--- Start of Selected extract ---
My niece and nephew are here for their summer holidays. Nonu, 5 years and Noni, 3 years are the best lucky charms that I have in my family along with my parents, wife and brother. When they are here, life looks so easy. I forget everything while just playing with them. They are the naughtiest children. Sometimes they just go out of your control and believe me you just feel helpless. But they are too good when are in light mood. I just love them.

Ankit would be leaving coming Saturday for Mumbai. He is joining ACC Cement there. But he would be there for couple of weeks only before he goes to Dharamshala permanently via another couple of weeks somewhere in Madhya Pradesh plant. There is a very unique bond between me and Ankit. Even if we don’t talk for any number of days, we still have a very good understanding and we are never out of sync of each other. We have grown up playing, fighting, loving, caring etc etc. We are always there for each other any time any cost. I cherish his company. I have been a little shy in relatives circle but he has always been a boy next door. I love his take on life. He thinks a lot before doing anything. He can be an extremely good leader of people provided he should groom his existing skills in practical scenarios. He is a little careless while at home. His room is always untidy. That was the major reason for our fights when we used to share a room at our previous house. He is in his closed room most of time, chatting, smsing or surfing net. Nevertheless I would really miss his company. He is great human being with some unrealistic spiritual skills. My good wishes are always with him.

-NKJ

Monday, June 16, 2008

That's a crow father

Following story reminded me of my previous blog on parents:

http://nitinkumarjain.blogspot.com/2008/05/my-parents-my-god.html

**************************************************************

An 80 year old man was sitting on the sofa in his house along with his 45 years old highly educated son. Suddenly a crow perched on their window.

The Father asked his Son, "What is this?"

The Son replied "It is a crow".

After a few minutes, the Father asked his Son the 2nd time, "What is this?"

The Son said "Father, I have just now told you "It's a crow".

After a little while, the old Father again asked his Son the 3rd time, “What is this?"

At this time some expression of irritation was felt in the Son's tone when he said to his Father with a rebuff. "It's a crow, a crow, a crow".

A little after, the Father again asked his Son the 4th time, "What is this?"

This time the Son shouted at his Father, "Why do you keep asking me the same question again and again, although I have told you so many times 'IT IS A CROW'. Are you not able to understand this?"

A little later the Father went to his room and came back with an old tattered diary, which he had maintained since his Son was born. On opening a page, he asked his Son to read that page. When the son read it, the following words were written in the diary: -

"Today my little son aged three was sitting with me on the sofa, when a crow was sitting on the window. My Son asked me 23 times what it was, and I replied to him all 23 times that it was a Crow. I hugged him lovingly each time he asked me the same question again and again for 23 times. I did not at all feel irritated I rather felt affection for my innocent child".
--- End of Selected extract ---
--- Start of Record list ---
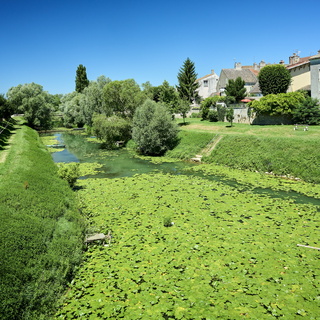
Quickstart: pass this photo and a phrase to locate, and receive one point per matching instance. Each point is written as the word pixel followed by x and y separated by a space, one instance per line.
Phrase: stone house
pixel 247 73
pixel 305 73
pixel 208 85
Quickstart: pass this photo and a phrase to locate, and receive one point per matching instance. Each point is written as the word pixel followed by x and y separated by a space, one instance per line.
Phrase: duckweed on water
pixel 230 253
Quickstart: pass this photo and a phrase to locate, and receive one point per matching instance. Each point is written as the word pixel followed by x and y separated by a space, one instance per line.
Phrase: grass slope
pixel 40 230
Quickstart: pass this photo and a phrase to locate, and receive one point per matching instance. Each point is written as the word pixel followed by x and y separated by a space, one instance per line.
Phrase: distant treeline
pixel 41 230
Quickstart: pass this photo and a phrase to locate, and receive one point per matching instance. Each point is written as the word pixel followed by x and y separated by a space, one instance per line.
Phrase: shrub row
pixel 281 156
pixel 41 230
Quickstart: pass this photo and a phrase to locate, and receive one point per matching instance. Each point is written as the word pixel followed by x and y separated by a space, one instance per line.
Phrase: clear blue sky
pixel 44 41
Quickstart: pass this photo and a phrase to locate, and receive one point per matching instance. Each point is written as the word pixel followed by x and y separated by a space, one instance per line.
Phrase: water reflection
pixel 116 163
pixel 120 163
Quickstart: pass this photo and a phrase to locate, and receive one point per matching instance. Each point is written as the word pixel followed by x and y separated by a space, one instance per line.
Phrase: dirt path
pixel 5 151
pixel 208 149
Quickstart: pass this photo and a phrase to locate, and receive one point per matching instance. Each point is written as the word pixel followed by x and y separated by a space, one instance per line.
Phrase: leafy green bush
pixel 69 172
pixel 274 79
pixel 195 115
pixel 308 112
pixel 41 231
pixel 153 129
pixel 278 104
pixel 221 112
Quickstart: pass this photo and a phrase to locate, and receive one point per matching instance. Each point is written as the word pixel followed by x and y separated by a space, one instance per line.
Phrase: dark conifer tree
pixel 187 82
pixel 81 78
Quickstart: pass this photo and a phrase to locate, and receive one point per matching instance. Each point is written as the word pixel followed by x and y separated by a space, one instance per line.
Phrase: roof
pixel 256 88
pixel 207 76
pixel 302 62
pixel 317 56
pixel 248 75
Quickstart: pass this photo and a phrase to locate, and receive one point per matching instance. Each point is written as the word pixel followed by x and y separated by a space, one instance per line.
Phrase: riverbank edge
pixel 42 230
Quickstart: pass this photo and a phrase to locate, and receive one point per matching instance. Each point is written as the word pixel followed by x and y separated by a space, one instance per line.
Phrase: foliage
pixel 307 112
pixel 235 88
pixel 81 78
pixel 168 95
pixel 221 112
pixel 111 129
pixel 274 79
pixel 210 102
pixel 41 231
pixel 74 113
pixel 153 129
pixel 188 86
pixel 213 116
pixel 278 104
pixel 69 172
pixel 231 253
pixel 34 103
pixel 121 98
pixel 91 101
pixel 230 115
pixel 195 115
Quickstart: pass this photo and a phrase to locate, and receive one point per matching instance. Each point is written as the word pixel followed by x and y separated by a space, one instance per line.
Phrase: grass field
pixel 275 149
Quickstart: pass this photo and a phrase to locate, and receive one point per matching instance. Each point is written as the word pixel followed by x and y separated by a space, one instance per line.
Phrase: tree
pixel 121 98
pixel 274 79
pixel 72 109
pixel 307 112
pixel 278 104
pixel 81 78
pixel 34 103
pixel 153 129
pixel 188 86
pixel 230 115
pixel 111 129
pixel 210 102
pixel 235 88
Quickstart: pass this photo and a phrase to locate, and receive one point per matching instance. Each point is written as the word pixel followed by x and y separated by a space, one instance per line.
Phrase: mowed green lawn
pixel 196 124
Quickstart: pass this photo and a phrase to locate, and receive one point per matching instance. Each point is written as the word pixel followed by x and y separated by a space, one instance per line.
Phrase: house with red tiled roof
pixel 305 73
pixel 299 69
pixel 208 85
pixel 247 73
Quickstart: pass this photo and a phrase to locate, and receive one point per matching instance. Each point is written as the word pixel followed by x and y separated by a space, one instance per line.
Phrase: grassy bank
pixel 41 233
pixel 276 149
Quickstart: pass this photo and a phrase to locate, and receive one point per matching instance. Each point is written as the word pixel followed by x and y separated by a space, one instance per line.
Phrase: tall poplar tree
pixel 187 82
pixel 81 78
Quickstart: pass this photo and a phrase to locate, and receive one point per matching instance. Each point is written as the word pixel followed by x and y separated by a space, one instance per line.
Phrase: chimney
pixel 262 64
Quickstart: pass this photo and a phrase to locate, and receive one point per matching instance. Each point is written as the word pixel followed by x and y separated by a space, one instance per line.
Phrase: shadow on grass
pixel 9 129
pixel 183 124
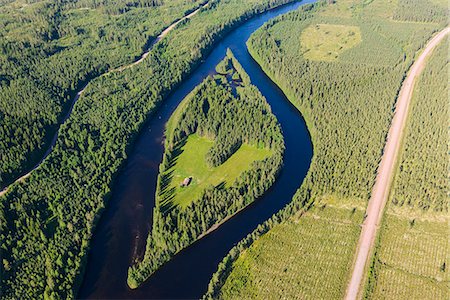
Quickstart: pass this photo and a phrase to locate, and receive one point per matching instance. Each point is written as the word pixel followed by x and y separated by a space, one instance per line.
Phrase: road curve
pixel 80 92
pixel 386 170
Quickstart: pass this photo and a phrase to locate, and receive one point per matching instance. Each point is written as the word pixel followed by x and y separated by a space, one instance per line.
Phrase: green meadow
pixel 191 163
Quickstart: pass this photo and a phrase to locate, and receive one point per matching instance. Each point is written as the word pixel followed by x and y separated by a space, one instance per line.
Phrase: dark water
pixel 122 231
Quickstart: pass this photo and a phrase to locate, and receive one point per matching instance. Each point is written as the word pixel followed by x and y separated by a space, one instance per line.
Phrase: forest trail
pixel 144 55
pixel 386 170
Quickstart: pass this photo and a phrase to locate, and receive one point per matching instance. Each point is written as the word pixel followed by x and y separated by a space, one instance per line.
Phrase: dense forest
pixel 230 111
pixel 48 221
pixel 413 243
pixel 347 103
pixel 49 50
--- End of Record list ---
• [Stated problem A] In the blog excerpt, how many times did the three-year-old son ask his father what the bird was?
• [Stated problem B] Carry the blog excerpt forward, starting after the diary entry's last sentence.
The records are separate material, apart from the blog excerpt.

• [Expected output A] 23 times.

• [Expected output B]
While the little child asked him 23 times "What is this", the Father had felt no irritation in replying to the same question all 23 times and when today the Father asked his Son the same question just 4 times, the Son felt irritated and annoyed.

**************************************************************

They crossed all mountains and valleys without seeing the storm and heat to make us a person presentable in the society today and what are we giving them today, nothing… not even a handful of happiness.

Yesterday was the worst day of my life … I regret whatever happened … Things that I could control, I did not do. I am feeling so small. But at the same time I should say that was purely unintentional, no one understands me but misunderstands me. It might be my negative aspect that I cannot make people around me understand me. I cannot express myself to an extent that people recognize my feelings too. I am really feeling sorry. I sincerely apologize for it and will really hope that I don’t do it again. GOD please pardon me for my worst conduct ever. I cried after a very long time yesterday.

-NKJ

Sunday, June 15, 2008

I want yesterday and tomorrow but not today ..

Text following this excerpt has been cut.